STATED EXERCISE
Repeat the material verbatim and drop the pictures.

Image location labeling entries:
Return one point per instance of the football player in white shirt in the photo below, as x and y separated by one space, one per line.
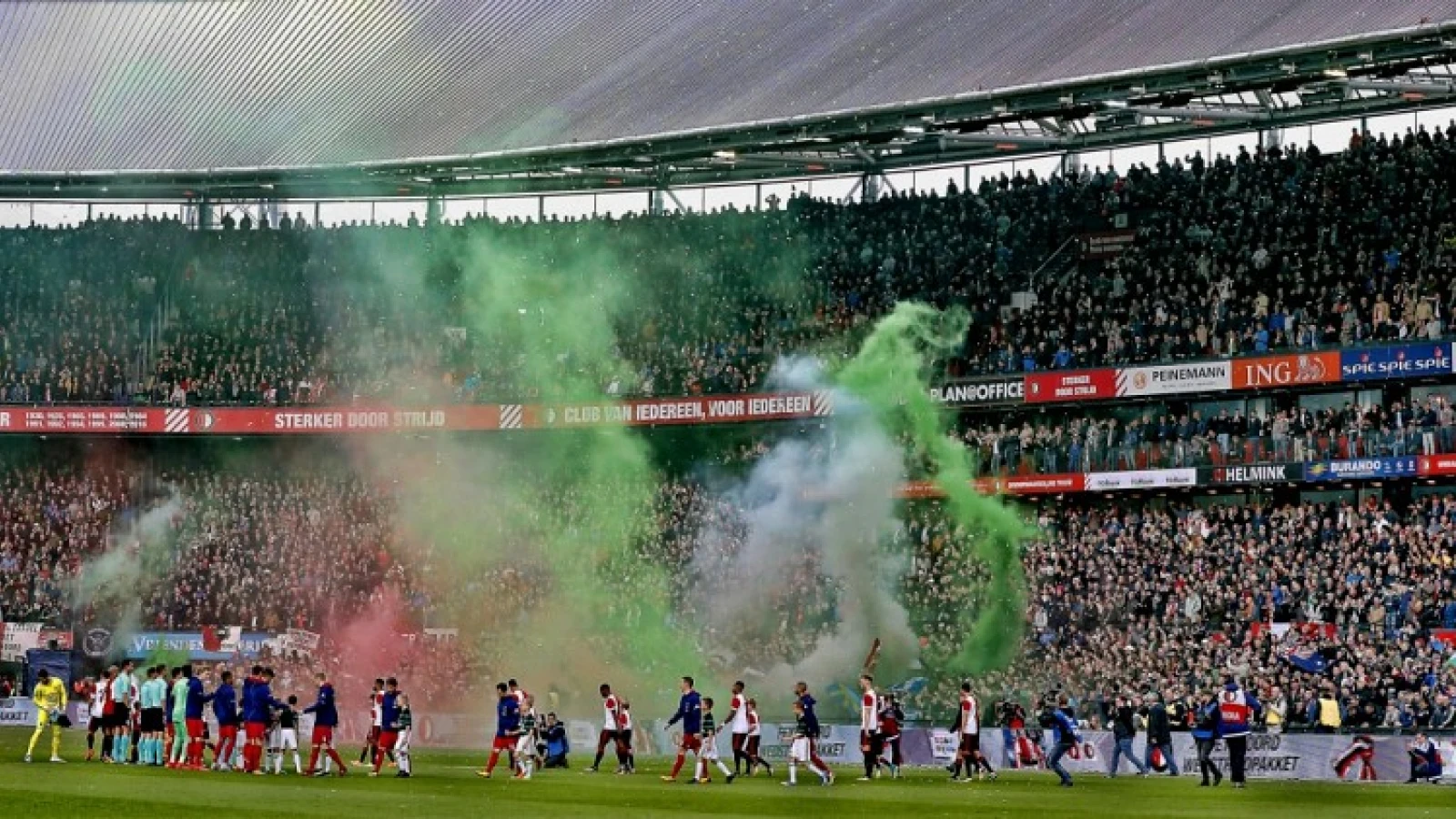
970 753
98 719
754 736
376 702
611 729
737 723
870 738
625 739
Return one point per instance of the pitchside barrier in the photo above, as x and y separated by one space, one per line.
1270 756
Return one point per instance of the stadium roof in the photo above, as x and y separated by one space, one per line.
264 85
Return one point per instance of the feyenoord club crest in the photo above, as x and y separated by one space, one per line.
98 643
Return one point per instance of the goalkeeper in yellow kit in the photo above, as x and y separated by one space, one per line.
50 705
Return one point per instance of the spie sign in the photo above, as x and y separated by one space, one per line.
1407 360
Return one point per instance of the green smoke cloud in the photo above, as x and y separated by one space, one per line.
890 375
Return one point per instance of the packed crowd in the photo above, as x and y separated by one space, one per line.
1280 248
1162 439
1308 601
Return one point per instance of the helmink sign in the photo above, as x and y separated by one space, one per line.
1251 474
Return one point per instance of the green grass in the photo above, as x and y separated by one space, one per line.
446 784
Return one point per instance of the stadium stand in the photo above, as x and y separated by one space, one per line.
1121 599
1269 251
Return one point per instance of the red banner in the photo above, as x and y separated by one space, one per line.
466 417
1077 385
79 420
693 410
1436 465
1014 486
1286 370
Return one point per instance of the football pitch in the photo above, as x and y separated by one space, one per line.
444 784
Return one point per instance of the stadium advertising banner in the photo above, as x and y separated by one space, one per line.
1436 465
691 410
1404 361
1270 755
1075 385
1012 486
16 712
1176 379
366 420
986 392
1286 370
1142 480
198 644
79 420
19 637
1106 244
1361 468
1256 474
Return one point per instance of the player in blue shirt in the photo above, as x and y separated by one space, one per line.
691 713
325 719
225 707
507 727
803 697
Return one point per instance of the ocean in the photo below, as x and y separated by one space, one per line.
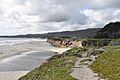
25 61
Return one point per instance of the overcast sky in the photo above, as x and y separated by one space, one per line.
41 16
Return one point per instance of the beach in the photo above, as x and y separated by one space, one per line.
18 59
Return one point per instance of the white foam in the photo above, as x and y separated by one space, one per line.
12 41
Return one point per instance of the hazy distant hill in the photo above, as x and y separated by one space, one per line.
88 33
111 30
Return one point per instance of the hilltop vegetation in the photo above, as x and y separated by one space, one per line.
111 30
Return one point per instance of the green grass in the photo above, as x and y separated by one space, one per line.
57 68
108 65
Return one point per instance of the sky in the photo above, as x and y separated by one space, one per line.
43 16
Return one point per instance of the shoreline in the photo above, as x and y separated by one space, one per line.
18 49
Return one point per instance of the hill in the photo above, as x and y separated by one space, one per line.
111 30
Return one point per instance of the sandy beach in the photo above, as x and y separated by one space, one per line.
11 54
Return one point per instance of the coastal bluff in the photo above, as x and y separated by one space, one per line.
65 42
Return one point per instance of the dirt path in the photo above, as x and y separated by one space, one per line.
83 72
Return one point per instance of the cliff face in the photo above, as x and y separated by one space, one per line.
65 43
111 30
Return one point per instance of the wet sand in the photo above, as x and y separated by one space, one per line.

REPLY TO THE TASK
Return one point per instance of the football player in white shirt in the photo below, as x and y separated by one space, one per line.
970 753
98 719
754 736
376 702
611 729
737 723
870 738
625 739
Return one point per instance of the pitchside barrier in the photo above, as x and y separated by one space, one per line.
1270 756
Return one point per instance of the stadium roof in the photo above, as x and y separated by one space, one per line.
264 85
Return one point per instance of the feyenoord club crest in the photo above, as x and y separated by one space, one per line.
98 643
Return one point per instance of the goalkeeper in yellow kit in the photo above, as x and y separated by one space, one per line.
50 705
Return one point per instance of the spie sign in the photo above, as x and y separated by one space, one per line.
1407 360
Return one point per instance of the green smoke cloud in the photo above, as x and y separated by one space, one per line.
890 375
Return one point per instance of the packed crowd in the photo above, as x and y separated by one space, one per line.
1280 248
1162 439
1308 601
Return one point per instance of the helmink sign in the photo above, as x and y separated by one space, one per line.
1251 474
Return one point per instance of the green grass in the photo above, as x and y separated by one space, one per line.
446 784
Return one point per instance of the stadium stand in the photo above, as x and y separated by one space, one per line.
1121 599
1269 251
Return one point per instance of the red banner in the photo above, as x and y separated by one space, one per line.
466 417
1077 385
79 420
693 410
1436 465
1014 486
1286 370
Return one point per instance of the football pitch in the photo above, as x and y separated by one space, one per line.
444 784
Return one point per instance of the stadium advertising banner in the photo above, as x and y separated by one space, one per line.
1436 465
691 410
1404 361
1270 755
1075 385
1012 486
16 712
1176 379
366 420
986 392
1286 370
1142 480
198 644
79 420
19 637
1106 244
1361 468
1256 474
Return one point per instance of the player in blue shirt in the photo above, as x and y separated by one space, one per line.
691 713
325 719
225 707
507 727
803 697
Return one point per instance of the ocean in the photo below, as x and y separated by one space, one per line.
25 61
Return one point per instance of the overcast sky in the photo above, as x and y separated by one space, one per line.
41 16
Return one point per instance of the beach in the photo above, as x and y separated by one space, one per line.
18 59
Return one point per instance of the white foam in the photo above, as x and y separated by one space, one per line.
12 41
Return one point per instance of the hazy distant hill in the photo above, as x and y separated by one space, one per line.
88 33
111 30
Return one point per instance of the hilltop vegetation in the photo above, as x and y separated by one space, one per line.
111 30
Return one point per instance of the green grass in the photo above, as x and y separated by one space, one per line.
57 68
108 65
Return one point per instance of the sky in the photo above, as x and y separated by one space, one per line.
43 16
Return one point per instance of the shoreline in the photo above, as x and y separated by one space, one per line.
18 49
Return one point per instance of the hill in the photo above, as x and y separated by one space, one per line.
111 30
Return one point per instance of the sandy beach in the photo above, as x and y separated by one space, one per line.
11 54
Return one point per instance of the coastal bluff in the photo above, as x and y separated by one space, one per line.
65 42
Return one point per instance of the dirt path in the photo above, as x and y separated by one space, one per line.
83 72
Return one point per instance of the cliff face in the photo above, as x and y separated by one space, one per line.
65 43
111 30
Return one point per instance of the wet sand in the photo above, as x and y separated by one space, one per line.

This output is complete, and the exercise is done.